Directive
Reproduce each of the following records word for word, without altering anything.

━━━ Available records ━━━

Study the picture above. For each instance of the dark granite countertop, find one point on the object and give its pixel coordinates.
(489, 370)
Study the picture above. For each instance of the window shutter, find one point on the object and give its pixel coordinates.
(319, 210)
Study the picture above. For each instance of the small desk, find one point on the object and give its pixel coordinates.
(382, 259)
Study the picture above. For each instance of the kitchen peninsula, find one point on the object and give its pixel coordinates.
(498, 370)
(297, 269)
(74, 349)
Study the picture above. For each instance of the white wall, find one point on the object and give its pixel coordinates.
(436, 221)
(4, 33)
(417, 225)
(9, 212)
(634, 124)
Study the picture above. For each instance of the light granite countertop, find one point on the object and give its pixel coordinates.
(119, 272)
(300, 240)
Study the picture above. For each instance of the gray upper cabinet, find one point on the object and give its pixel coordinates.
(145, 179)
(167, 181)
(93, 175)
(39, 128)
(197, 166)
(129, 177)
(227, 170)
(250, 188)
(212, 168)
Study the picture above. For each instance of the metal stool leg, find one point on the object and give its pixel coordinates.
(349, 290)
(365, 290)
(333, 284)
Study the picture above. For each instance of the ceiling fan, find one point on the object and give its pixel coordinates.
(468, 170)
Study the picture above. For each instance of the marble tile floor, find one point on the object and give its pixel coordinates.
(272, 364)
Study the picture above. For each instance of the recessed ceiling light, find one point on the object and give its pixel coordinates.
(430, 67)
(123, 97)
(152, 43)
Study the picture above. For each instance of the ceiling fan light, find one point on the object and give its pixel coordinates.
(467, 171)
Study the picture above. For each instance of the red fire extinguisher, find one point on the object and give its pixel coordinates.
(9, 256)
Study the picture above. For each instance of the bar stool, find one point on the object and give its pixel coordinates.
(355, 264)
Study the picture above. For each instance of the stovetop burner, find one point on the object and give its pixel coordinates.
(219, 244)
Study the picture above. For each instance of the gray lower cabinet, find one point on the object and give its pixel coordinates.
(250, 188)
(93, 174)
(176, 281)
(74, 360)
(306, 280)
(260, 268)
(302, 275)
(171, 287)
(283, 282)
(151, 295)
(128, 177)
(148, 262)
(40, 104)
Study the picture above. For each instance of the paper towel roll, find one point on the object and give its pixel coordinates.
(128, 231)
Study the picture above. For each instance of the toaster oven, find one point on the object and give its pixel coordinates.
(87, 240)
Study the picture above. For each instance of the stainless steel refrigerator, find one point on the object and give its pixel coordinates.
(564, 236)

━━━

Output for this task
Study the picture above. For each instance of the dark granite countertop, find one point on the object and give its pixel coordinates.
(489, 370)
Study the picture above. For each instance of the window shutter, find one point on the object and give its pixel coordinates.
(319, 210)
Study the picture above. For each instance of the small desk, find one point on the object and give its pixel coordinates.
(382, 259)
Study the picture above. For each instance of the kitchen peninsula, find one point on the object and give its pixel coordinates.
(498, 370)
(297, 269)
(74, 349)
Study the picture above. For each instance of the white wall, find one point on the object and give its pixel coordinates.
(436, 221)
(4, 33)
(417, 225)
(9, 212)
(634, 124)
Study the picture above. For each instance of the light granite countertop, find one point on the object and give its pixel coordinates.
(119, 272)
(300, 240)
Study the picture above. For each instance of the gray upper cabinet, find one point on the object and give its pixel coordinates.
(145, 179)
(167, 181)
(93, 175)
(39, 128)
(197, 166)
(129, 177)
(227, 170)
(250, 188)
(212, 168)
Study the picture above. For each instance of the metal stool leg, find one point on the object and give its pixel coordinates.
(349, 290)
(365, 290)
(333, 284)
Study the picture above. For each instance of the ceiling fan, find one point on the object and give its pixel coordinates.
(468, 170)
Study the picture above. For each instance of the marble tile floor, find one point on the object and give its pixel coordinates.
(272, 364)
Study the picture above. For each instance of the recessed ceiling light, find one point on the object and give its pixel coordinates.
(430, 67)
(123, 97)
(152, 43)
Study the picture above. For each instance of the ceiling fan light, find one point on the object and give its pixel coordinates.
(467, 171)
Study the picture above. For each instance of the red fire extinguisher, find one point on the object and give its pixel coordinates.
(9, 256)
Study the picture above. For each instance of the bar stool, find one point on the object and give its pixel coordinates.
(355, 264)
Study the picture above. For each instance of the stovetop burner, find one point on the object and give its pixel coordinates.
(219, 244)
Study the picture above. For each instance of the gray lower cabinet, find one point on the object and give its pixel coordinates.
(250, 188)
(93, 174)
(176, 281)
(74, 360)
(306, 280)
(260, 268)
(302, 275)
(171, 287)
(283, 282)
(151, 295)
(128, 177)
(148, 262)
(40, 104)
Study the picture above. For each instance of the paper towel roll, find one point on the object and give its pixel coordinates.
(128, 231)
Study the picture above. For each instance of the toaster oven, find one point on the object and give its pixel coordinates.
(87, 240)
Study the picture above. For each instance of the stainless steel refrigerator, find one point on the object and give its pixel coordinates.
(564, 236)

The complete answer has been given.